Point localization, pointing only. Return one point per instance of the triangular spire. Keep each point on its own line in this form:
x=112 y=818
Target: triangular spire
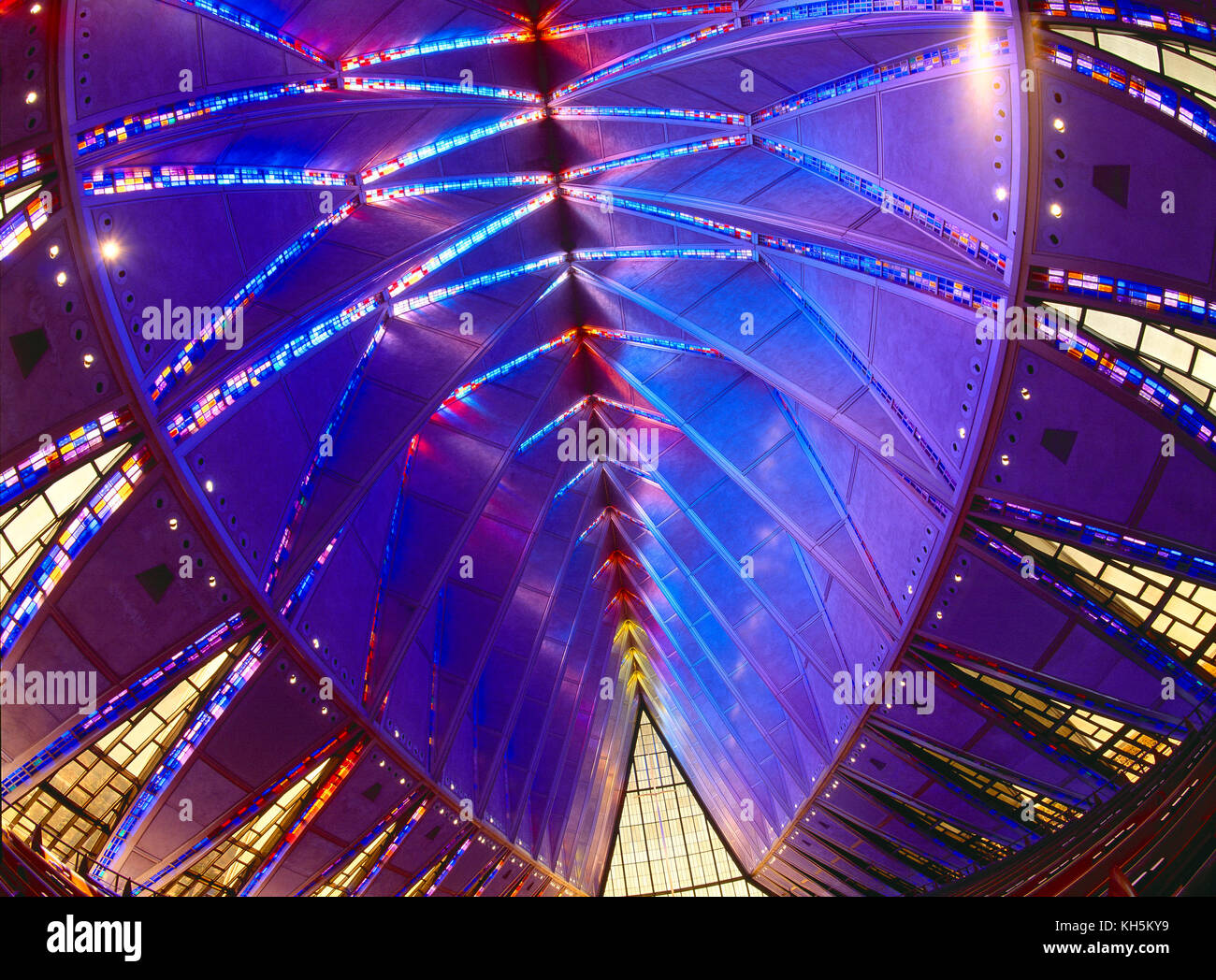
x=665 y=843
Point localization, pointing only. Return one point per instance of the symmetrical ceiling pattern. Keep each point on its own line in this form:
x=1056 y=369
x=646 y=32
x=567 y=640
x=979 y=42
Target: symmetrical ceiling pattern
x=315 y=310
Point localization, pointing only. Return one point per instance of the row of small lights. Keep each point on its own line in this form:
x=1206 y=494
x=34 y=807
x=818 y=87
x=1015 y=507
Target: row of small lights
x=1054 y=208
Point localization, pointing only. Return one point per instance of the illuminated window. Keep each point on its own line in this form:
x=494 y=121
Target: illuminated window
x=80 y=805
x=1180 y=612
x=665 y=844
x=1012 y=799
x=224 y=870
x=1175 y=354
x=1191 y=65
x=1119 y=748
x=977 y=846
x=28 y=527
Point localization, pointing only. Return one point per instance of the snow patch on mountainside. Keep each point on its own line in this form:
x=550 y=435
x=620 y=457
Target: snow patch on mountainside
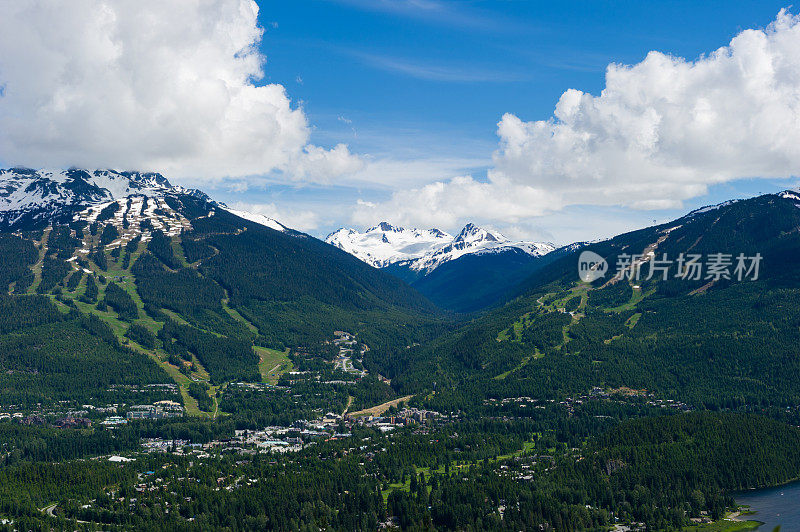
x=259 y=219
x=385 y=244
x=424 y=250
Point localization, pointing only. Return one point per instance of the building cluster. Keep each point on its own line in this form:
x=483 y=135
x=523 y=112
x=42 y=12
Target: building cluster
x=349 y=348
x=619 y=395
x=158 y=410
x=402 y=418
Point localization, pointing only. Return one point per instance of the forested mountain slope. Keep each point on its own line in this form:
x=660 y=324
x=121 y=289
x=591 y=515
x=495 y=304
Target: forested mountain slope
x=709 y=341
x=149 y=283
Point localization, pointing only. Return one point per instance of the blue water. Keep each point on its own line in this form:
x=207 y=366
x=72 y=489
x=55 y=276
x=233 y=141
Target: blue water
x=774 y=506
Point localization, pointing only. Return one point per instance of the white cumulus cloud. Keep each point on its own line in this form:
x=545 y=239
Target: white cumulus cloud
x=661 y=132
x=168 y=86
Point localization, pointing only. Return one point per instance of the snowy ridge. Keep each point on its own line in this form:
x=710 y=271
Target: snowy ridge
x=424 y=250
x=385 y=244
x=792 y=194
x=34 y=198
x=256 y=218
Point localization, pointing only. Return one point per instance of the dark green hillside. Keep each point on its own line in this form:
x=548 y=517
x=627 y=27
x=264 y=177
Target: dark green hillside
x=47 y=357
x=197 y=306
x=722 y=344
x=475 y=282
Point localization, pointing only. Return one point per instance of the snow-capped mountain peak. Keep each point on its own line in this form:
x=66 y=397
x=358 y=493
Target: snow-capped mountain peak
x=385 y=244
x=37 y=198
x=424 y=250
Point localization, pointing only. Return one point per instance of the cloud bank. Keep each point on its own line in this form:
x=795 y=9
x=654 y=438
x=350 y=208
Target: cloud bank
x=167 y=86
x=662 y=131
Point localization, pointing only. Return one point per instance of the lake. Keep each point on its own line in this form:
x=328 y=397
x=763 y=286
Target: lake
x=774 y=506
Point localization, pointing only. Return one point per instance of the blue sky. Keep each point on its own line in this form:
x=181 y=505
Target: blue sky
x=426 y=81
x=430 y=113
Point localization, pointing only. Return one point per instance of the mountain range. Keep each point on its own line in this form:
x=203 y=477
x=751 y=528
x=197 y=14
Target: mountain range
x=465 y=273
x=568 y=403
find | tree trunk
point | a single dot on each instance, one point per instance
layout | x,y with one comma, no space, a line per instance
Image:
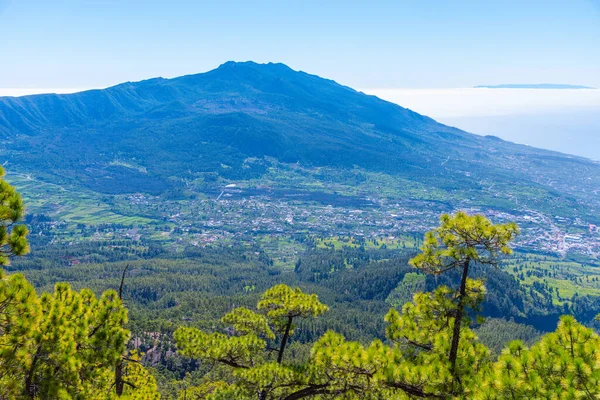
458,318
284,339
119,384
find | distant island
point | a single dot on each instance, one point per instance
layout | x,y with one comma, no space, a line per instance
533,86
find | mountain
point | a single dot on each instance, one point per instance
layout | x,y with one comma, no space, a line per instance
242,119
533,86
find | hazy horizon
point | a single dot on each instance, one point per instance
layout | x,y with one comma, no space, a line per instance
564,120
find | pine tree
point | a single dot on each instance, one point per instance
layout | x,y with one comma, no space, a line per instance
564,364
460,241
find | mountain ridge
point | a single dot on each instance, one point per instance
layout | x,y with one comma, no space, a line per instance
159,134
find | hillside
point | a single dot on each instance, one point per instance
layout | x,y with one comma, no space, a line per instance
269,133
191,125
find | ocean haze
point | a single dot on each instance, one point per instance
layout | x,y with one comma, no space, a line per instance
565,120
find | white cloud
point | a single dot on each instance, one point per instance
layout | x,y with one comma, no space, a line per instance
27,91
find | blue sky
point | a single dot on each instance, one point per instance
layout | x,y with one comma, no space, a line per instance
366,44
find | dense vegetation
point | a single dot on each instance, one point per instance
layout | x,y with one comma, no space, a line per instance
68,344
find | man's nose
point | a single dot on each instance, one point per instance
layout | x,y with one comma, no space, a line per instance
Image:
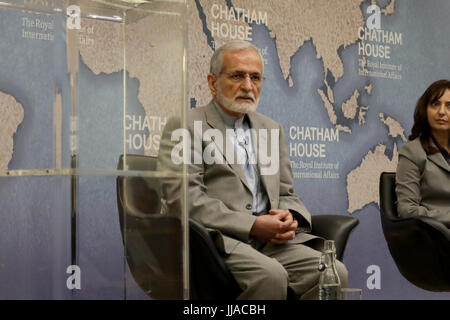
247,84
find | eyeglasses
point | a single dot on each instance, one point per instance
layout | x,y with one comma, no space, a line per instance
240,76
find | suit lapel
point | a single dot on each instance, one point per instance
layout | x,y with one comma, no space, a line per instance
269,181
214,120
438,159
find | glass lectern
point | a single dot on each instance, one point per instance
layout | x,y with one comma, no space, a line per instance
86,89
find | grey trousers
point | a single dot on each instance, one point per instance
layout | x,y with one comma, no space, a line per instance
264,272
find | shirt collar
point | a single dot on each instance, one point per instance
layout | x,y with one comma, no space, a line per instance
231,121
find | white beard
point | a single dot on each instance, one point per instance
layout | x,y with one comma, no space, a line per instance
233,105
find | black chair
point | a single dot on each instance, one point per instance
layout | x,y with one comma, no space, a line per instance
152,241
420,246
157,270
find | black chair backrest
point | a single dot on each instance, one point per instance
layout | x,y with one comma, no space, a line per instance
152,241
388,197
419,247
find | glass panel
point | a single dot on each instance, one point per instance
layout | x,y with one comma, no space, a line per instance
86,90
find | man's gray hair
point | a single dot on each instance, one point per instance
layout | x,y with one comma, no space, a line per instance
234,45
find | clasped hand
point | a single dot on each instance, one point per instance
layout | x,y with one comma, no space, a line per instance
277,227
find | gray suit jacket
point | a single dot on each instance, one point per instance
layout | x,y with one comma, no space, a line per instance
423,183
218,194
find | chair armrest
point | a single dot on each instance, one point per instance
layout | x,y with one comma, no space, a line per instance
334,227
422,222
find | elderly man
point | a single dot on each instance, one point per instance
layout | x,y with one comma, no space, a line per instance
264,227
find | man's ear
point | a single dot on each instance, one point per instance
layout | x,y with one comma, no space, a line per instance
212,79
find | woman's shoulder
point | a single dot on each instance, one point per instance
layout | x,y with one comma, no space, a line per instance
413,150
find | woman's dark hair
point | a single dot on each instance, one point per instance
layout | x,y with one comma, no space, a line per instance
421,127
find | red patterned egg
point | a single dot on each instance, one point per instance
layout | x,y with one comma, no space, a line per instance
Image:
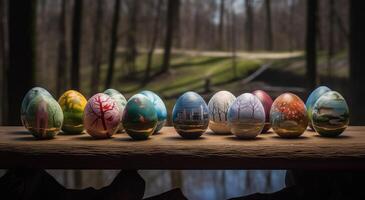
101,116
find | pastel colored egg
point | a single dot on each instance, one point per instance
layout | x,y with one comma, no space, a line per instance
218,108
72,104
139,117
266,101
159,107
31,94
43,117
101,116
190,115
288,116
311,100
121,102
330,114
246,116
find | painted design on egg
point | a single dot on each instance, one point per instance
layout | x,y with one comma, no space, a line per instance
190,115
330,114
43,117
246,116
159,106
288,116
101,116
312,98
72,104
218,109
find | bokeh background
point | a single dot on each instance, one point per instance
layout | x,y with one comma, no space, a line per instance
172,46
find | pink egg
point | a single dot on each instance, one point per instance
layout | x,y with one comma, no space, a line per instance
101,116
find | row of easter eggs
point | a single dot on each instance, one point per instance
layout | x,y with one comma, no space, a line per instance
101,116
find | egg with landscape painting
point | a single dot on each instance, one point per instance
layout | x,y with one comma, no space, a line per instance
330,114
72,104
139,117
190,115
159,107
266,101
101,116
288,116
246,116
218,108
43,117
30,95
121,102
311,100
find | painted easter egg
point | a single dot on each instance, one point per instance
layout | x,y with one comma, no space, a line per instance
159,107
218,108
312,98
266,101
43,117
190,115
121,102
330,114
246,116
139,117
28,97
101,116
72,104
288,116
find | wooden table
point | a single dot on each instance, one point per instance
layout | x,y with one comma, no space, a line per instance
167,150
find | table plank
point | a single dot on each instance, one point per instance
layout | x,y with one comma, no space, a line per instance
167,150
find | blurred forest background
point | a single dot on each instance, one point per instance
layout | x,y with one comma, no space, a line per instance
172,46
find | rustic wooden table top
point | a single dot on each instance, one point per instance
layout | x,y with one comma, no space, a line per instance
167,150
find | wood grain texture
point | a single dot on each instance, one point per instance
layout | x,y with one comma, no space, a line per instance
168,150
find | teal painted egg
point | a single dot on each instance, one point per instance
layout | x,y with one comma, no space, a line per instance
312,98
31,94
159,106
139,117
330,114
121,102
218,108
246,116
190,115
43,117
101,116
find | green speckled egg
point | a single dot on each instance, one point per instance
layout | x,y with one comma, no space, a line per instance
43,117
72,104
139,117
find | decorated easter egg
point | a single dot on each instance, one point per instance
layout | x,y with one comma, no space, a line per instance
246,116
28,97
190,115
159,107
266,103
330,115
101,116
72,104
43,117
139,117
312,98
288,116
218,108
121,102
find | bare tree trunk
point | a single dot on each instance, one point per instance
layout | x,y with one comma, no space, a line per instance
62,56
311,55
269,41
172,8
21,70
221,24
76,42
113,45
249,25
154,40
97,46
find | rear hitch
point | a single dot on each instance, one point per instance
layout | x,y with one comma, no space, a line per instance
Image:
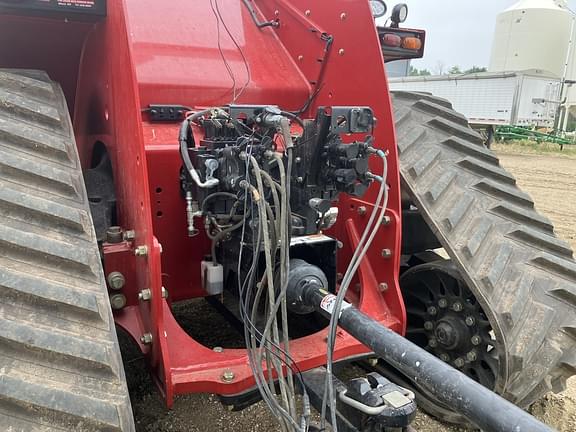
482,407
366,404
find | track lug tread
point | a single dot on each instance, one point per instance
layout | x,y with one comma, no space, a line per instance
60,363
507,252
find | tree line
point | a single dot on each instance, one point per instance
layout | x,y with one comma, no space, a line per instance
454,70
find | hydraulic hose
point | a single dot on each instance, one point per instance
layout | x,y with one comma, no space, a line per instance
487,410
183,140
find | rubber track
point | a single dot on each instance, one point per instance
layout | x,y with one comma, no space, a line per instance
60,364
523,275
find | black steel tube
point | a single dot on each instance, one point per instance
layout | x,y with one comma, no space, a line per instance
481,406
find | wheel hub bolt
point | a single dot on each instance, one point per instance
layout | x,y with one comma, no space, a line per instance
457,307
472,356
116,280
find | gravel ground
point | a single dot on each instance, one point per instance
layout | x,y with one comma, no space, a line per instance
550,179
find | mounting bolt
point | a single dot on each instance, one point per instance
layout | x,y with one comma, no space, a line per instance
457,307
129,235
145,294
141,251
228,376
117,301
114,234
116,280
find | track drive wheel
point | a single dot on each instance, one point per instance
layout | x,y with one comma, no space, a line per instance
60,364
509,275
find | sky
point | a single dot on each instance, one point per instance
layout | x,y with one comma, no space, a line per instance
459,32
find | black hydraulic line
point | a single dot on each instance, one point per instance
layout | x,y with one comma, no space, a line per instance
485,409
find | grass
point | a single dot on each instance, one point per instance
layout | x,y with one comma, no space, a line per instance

# Task description
Retype nothing except the lines from the first line of the listing above through the line with "x=494 y=121", exactly as they stand, and no pictures.

# Solution
Point localization, pointing only. Return one point per instance of the triangular spire. Keep each point on its own line in this form:
x=112 y=818
Target: triangular spire
x=665 y=843
Point localization, pointing only. Return one point per instance of the symmetrical ceiling pattern. Keep each point on its own line in this form:
x=1056 y=369
x=646 y=32
x=567 y=640
x=979 y=42
Target: symmetrical ceiling pattern
x=315 y=310
Point localization, pointing only. Return one point per instance of the row of small lights. Keep each point on its own line in this form:
x=1206 y=494
x=34 y=807
x=818 y=87
x=1015 y=507
Target: row of small lights
x=1054 y=208
Point localization, pointing only. Return one point per instance of the illuminated window. Keep each point on its own line in this form:
x=494 y=121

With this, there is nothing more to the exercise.